* The task *
What appears in the data must be reproduced exactly.

* Supplied entries *
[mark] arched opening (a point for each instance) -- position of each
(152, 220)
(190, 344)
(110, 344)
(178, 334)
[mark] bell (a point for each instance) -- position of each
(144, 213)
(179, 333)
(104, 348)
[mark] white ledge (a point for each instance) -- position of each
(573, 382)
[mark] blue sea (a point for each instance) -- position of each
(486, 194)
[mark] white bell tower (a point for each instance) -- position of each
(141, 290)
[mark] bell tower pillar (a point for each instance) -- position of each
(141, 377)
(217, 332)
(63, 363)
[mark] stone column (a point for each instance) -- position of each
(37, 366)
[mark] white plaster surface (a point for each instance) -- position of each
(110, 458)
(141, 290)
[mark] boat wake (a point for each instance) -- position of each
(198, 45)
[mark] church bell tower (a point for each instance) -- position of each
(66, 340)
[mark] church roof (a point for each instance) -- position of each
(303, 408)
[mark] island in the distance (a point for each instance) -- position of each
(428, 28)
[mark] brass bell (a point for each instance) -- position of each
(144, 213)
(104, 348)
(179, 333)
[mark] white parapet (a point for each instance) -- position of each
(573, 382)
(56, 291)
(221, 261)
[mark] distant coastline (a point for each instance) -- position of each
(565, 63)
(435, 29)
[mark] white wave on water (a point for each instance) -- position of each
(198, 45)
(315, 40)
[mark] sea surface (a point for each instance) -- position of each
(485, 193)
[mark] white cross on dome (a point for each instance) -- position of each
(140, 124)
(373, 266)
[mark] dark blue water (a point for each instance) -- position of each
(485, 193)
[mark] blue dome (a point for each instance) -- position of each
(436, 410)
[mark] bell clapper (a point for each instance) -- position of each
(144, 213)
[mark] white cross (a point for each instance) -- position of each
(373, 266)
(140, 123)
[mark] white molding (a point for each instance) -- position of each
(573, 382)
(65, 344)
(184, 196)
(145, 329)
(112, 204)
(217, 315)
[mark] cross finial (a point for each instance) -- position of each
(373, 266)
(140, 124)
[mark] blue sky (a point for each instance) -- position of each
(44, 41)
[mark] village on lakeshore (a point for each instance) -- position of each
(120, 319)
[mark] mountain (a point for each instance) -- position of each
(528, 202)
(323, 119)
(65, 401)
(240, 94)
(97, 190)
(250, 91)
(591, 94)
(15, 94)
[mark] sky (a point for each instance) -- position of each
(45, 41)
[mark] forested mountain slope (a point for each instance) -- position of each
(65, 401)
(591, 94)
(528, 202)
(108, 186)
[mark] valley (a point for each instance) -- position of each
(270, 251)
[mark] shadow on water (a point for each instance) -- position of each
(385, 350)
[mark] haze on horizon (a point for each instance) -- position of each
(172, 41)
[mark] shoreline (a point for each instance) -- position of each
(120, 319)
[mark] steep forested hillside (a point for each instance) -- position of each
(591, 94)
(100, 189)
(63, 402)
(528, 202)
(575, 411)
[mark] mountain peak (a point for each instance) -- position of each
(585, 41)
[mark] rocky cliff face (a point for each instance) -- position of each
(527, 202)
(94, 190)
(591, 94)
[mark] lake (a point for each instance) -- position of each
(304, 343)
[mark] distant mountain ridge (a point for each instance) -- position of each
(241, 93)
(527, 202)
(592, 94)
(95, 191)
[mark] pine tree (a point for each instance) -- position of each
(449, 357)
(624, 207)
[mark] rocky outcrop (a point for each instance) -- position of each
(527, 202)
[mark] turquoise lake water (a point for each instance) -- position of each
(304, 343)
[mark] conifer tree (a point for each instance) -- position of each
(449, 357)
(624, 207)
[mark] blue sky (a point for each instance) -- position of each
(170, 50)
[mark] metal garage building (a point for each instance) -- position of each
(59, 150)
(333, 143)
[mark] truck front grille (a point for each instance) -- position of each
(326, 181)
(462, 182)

* Result of the task *
[mark] arched opening (a point for each instance) -- position of each
(152, 220)
(190, 344)
(110, 344)
(178, 334)
[mark] bell (a point for each instance) -- position of each
(144, 213)
(179, 333)
(104, 348)
[mark] white ledge (a point for each instance) -- position of each
(573, 382)
[mark] blue sea (a point for each instance) -- position of each
(486, 194)
[mark] white bell tower (a point for each instance) -- position of each
(141, 290)
[mark] bell tower pillar (a point for each instance) -- position of each
(141, 377)
(217, 332)
(63, 363)
[mark] stone column (a point for each instance) -- position of each
(37, 366)
[mark] white plaster surface (a point for each instance) -- position of each
(110, 458)
(141, 290)
[mark] boat wake (a point for each instance) -- position of each
(198, 45)
[mark] church bell tower (a point for each instance) -- position of each
(66, 340)
[mark] church roof (a point for each instance) -- position of each
(303, 408)
[mark] island in the distance (a point for each instance) -- position of each
(428, 28)
[mark] brass bell (a point for each instance) -- position of each
(144, 213)
(104, 348)
(179, 333)
[mark] white parapet (a point for each instance) -- position of each
(573, 382)
(56, 291)
(221, 261)
[mark] distant coastline (a point for each instance) -- position of each
(565, 63)
(435, 29)
[mark] white wave on water (a point for each instance) -- position of each
(198, 45)
(315, 40)
[mark] sea surface (a point for each instance) -- position of each
(485, 193)
[mark] white cross on dome (a point for each instance) -- position of each
(140, 124)
(373, 266)
[mark] dark blue water (a point for each instance) -- position of each
(485, 193)
[mark] blue dome (a point for each instance) -- position of each
(436, 410)
[mark] bell clapper (a point for each instance) -- position of each
(144, 213)
[mark] white cross (a point for each instance) -- position of each
(373, 266)
(140, 123)
[mark] white molding (a point for each instance) -- position of each
(573, 382)
(65, 344)
(184, 196)
(145, 329)
(112, 204)
(217, 315)
[mark] cross finial (a point for each instance) -- position of each
(373, 266)
(140, 124)
[mark] blue sky (a point for each instance) -- position of each
(44, 41)
[mark] village on lakeshore (a point for each instance) -- position of each
(120, 319)
[mark] mountain (a point for each instance) -- position of each
(528, 202)
(323, 119)
(65, 401)
(240, 94)
(97, 190)
(250, 91)
(591, 94)
(15, 94)
[mark] sky (a point for each instance) -- position of each
(45, 41)
[mark] forested mountain slope (a point for each instance) -- position of each
(65, 401)
(591, 94)
(528, 202)
(108, 186)
[mark] valley (a point for each instance) -- position of each
(270, 251)
[mark] shadow on water (a point for each instance) -- position of each
(385, 350)
[mark] haze on horizon (a point for each instance) -- position of each
(172, 41)
[mark] shoreline (a point for each instance) -- position of each
(120, 319)
[mark] steep forested hillside (a point for each instance) -- position of each
(591, 94)
(100, 189)
(63, 402)
(528, 202)
(575, 411)
[mark] mountain peak (a point for each instance) -- position of each
(585, 41)
[mark] rocky cliff face (a point for each instance) -- position of each
(527, 202)
(94, 190)
(591, 94)
[mark] lake (a point for each instance) -- position of each
(304, 343)
[mark] distant mountain ridge (a point for each instance) -- position of each
(241, 93)
(527, 202)
(592, 94)
(95, 191)
[mark] pine tree (a point for each instance) -- position of each
(449, 357)
(624, 207)
[mark] rocky outcrop (a point for each instance) -- position of each
(527, 202)
[mark] turquoise lake water (a point for each instance) -- position of each
(304, 343)
[mark] conifer tree (a point for each instance) -- position of each
(449, 357)
(624, 207)
[mark] blue sky (a point for each instance) -- position of each
(170, 50)
[mark] metal garage building (a point for each instance) -- position of each
(59, 150)
(333, 143)
[mark] truck front grille (a point for each instance) -- position of each
(326, 181)
(462, 182)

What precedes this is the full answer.